GIVEN PROBLEM 1 ▸
Extract the records from their first line through the line containing "xmin=134 ymin=230 xmax=152 ymax=238", both lines included, and repeat them character for character.

EXCERPTED TEXT ▸
** BEGIN **

1. (continued) It would be great if the authors could provide a formal (and more detailed) proof of the unbiasedness.

We provide a formal proof in a PDF file. As is required by NeurIPS2024, only figure and table can appear in the submitted PDF file, and external link is forbidden in the rebuttal period, thus the link to the PDF file is submitted to AC.

2. What is the effect of $k$ on the method performance? For example, if the dimension $k$ is very large, would the method fail to comprehend the context?

We presume that you refer $k$ as the context dimension of buyers and goods. If $k$ is very large, we believe that, our method would fail (in the sense of having no performance advantage over traditional methods) in the worst case, and still work in the "good case", here we meant "good case" as the cases that are likely to appear in the real world. It is mainly because a widely accepted assumption that many high-dimensional real-world problem has an intrinsic low-dimensional structure (this can be evidenced by the success of autoencoder and its variants [1]). If the context is high-dimensional, then we can use extra method (e.g. autoencoder) to reduce the context to be low-dimensional, followed by MarketFCNet with transformed low-dimensional contexts. Therefore, high-dimensional contexts do not hurt the comprehensiveness of model too much.

However, we argue that $k$ is usually small in the real world scenario, which certifies that the model will work on the real world case. There are many experimental works that corporates context into network design. As an example, the context dimension in Duan et al. [2], is not large in general. On the other hands, in many settings when utilities of buyers take special forms, such as linear utility, Leontief utilities, Cobb-Douglas utilities and CES utilities, etc. (See Algorithmic Game Theory [3] $\S$ 6.1.5 for more details), describing a utility of buyer need only $m$ parameters. Therefore, taking $k=m$ is always enough in these cases.

[1] Kramer, Mark A. "Nonlinear principal component analysis using autoassociative neural networks." AIChE journal 37.2 (1991): 233-243.

[2] Zhijian Duan, Jingwu Tang, Yutong Yin, Zhe Feng, Xiang Yan,Manzil Zaheer, and Xiaotie Deng. A context-integrated transformer-based neural network for auction design. In International Conference on Machine Learning, pages 5609–5626. PMLR, 2022.

[3] Noam Nisan, Tim Roughgarden, Eva Tardos, and Vijay V Vazirani. Algorithmic game theory, 2007.

** END **

GIVEN PROBLEM 2 ▸
Answer these from the reviewer-response excerpt:
(a) To whom was the link to the PDF with the formal proof submitted?
(b) What method is given as an example for reducing a high-dimensional context to a low-dimensional one?
(c) When buyer utilities take special forms, how many parameters are needed to describe a buyer's utility?

Detection annotation records
** BEGIN **

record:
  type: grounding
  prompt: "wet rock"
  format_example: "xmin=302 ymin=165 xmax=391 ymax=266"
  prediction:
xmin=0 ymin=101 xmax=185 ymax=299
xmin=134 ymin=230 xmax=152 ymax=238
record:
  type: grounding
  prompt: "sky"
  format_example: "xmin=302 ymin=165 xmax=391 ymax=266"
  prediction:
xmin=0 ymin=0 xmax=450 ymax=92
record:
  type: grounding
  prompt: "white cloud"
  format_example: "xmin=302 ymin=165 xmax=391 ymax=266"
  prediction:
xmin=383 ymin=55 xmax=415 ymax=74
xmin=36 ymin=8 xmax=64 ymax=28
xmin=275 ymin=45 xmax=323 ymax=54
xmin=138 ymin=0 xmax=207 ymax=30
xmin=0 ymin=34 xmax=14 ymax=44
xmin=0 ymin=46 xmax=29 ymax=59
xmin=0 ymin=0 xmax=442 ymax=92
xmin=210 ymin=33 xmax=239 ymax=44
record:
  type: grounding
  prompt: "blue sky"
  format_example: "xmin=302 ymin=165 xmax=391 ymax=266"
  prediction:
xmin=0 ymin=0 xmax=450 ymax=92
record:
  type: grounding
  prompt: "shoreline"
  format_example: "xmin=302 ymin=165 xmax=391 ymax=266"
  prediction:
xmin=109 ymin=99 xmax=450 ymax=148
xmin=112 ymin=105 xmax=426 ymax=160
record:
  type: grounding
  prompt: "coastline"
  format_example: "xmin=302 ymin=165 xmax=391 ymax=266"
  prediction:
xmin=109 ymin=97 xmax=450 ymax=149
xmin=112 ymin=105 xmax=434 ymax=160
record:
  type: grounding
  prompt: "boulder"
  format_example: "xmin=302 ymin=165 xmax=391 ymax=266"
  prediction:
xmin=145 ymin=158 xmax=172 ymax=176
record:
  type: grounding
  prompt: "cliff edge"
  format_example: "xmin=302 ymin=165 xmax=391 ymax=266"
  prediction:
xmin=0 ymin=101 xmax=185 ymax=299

** END **

CORRECT RESULT 1 ▸
record:
  type: grounding
  prompt: "wet rock"
  format_example: "xmin=302 ymin=165 xmax=391 ymax=266"
  prediction:
xmin=0 ymin=101 xmax=185 ymax=299
xmin=134 ymin=230 xmax=152 ymax=238

CORRECT RESULT 2 ▸
(a) The AC.
(b) An autoencoder.
(c) $m$ parameters.